TRAVAIL À FAIRE: Recopiez sans rien modifier le passage de l'extrait de critiques littéraires ci-dessous qui commence par « Sortie de Mirror » et se poursuit jusqu'à « de l’échelle sociale. ».

EXTRAIT:
+---+
Mirror Bay - Catriona Ward VF

Sortie de Mirror Bay , la version française de l'excellent Looking Glass Sound de Catriona Ward. C'est encore une fois magistral, tortueux, émouvant et rempli de faux-semblants  (il faut en profiter, ce n'est plus le cas dans le décevant Sundial pas encore sorti en VF) . Ne passe pas à côté, lecteur.

Mr Suicide - Nicole Cushing - Mouaip


Louisville, Kentucky. Une famille white trash américaine qui s’est un tout petit peu embourgeoisée : on n’y vit pas dans un trailer mais dans une maison fabriquée en deux morceaux en usine puis assemblée par collage à l’arrivée sur le terrain. On a sa fierté, même si elle est mal placée, on arrive toujours à voir plus pauvre et en difficulté que soi, mais on est néanmoins tout en bas de l’échelle sociale.
+---+
ENTRÉES DU CORPUS:
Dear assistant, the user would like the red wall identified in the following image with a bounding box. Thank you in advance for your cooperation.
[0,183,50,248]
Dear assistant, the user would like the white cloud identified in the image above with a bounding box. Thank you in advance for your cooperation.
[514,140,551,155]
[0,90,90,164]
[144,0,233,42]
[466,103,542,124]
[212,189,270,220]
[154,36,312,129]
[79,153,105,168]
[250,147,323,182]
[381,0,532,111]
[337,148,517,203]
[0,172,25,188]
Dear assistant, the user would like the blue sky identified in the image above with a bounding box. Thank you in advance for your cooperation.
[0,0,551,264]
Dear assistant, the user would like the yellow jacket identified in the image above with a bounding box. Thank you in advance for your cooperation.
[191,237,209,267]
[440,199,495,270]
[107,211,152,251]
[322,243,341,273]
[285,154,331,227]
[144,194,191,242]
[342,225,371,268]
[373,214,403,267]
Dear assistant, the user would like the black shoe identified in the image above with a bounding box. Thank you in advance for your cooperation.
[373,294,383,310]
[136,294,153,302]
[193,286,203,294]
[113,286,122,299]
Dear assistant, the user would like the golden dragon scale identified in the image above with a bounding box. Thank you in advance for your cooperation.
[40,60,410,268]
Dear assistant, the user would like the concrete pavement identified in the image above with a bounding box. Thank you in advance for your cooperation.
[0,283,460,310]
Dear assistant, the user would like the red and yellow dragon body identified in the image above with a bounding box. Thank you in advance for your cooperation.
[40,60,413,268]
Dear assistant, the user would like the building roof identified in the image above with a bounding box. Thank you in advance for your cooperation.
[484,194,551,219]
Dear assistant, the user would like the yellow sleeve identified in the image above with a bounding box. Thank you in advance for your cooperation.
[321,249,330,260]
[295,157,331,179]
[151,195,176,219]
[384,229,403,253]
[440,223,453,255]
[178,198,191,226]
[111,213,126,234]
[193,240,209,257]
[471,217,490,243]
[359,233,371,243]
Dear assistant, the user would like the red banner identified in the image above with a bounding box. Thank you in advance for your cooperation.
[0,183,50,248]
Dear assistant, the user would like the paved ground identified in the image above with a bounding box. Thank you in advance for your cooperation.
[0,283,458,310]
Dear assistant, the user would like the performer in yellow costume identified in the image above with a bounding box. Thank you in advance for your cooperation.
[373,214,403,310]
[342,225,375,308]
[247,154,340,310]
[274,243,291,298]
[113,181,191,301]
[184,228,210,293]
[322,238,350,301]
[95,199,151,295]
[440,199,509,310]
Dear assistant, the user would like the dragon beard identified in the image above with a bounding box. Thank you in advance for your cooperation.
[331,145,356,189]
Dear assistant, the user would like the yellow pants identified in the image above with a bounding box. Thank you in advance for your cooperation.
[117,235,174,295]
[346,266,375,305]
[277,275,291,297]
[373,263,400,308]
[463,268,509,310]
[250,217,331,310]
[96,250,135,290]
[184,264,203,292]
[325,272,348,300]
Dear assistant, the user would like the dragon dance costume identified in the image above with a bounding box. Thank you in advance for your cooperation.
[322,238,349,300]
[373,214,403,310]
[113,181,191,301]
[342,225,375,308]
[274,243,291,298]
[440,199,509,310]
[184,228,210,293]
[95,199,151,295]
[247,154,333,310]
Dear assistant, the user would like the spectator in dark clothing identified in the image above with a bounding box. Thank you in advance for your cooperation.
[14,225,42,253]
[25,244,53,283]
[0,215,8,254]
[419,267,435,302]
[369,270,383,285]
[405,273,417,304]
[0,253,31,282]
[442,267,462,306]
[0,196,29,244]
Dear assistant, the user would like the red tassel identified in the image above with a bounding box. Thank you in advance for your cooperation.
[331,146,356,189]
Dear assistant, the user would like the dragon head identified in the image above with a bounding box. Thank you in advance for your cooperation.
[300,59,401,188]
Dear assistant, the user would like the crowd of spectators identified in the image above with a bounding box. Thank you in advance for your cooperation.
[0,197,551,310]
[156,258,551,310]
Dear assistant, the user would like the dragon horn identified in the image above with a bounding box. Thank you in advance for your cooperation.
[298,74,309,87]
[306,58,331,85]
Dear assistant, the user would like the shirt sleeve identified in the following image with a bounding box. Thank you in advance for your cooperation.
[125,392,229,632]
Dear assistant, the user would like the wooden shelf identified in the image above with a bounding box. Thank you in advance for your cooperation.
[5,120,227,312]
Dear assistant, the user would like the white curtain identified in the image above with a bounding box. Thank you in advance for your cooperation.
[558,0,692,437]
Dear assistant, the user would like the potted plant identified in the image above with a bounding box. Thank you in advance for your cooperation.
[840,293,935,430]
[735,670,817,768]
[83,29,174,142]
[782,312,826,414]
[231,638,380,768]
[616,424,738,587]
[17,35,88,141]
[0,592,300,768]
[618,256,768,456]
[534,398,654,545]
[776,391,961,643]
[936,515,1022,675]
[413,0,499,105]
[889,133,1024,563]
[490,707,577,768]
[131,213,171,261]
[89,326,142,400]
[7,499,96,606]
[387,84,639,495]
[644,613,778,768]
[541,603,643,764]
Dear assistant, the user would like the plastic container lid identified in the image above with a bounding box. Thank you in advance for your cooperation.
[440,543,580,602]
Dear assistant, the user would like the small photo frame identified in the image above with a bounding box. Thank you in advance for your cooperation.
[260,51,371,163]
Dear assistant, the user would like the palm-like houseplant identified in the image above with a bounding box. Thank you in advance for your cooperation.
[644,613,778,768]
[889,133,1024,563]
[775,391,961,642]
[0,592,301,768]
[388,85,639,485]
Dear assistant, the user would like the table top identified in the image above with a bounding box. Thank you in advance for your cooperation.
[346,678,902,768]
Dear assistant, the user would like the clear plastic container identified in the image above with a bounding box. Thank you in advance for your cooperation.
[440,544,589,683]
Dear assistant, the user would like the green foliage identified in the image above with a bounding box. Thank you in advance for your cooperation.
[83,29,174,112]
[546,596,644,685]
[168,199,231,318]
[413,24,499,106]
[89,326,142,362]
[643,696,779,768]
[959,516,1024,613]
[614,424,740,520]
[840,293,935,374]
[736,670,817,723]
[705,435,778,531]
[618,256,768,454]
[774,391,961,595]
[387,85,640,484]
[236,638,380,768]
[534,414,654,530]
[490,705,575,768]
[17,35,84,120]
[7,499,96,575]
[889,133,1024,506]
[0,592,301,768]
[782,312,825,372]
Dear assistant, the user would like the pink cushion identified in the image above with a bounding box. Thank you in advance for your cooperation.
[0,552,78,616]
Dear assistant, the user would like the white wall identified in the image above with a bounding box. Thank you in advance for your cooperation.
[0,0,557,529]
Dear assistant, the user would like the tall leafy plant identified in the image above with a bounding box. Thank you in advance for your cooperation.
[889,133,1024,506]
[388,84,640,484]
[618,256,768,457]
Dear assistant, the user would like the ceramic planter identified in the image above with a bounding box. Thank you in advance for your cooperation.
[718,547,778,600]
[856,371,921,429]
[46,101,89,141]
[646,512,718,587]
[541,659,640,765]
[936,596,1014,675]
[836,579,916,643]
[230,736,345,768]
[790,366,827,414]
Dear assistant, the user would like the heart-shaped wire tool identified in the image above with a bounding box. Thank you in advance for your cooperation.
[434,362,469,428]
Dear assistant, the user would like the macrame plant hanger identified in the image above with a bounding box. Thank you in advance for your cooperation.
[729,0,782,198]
+---+
RÉPONSE COMPLÈTE:
Sortie de Mirror Bay , la version française de l'excellent Looking Glass Sound de Catriona Ward. C'est encore une fois magistral, tortueux, émouvant et rempli de faux-semblants  (il faut en profiter, ce n'est plus le cas dans le décevant Sundial pas encore sorti en VF) . Ne passe pas à côté, lecteur.

Mr Suicide - Nicole Cushing - Mouaip


Louisville, Kentucky. Une famille white trash américaine qui s’est un tout petit peu embourgeoisée : on n’y vit pas dans un trailer mais dans une maison fabriquée en deux morceaux en usine puis assemblée par collage à l’arrivée sur le terrain. On a sa fierté, même si elle est mal placée, on arrive toujours à voir plus pauvre et en difficulté que soi, mais on est néanmoins tout en bas de l’échelle sociale.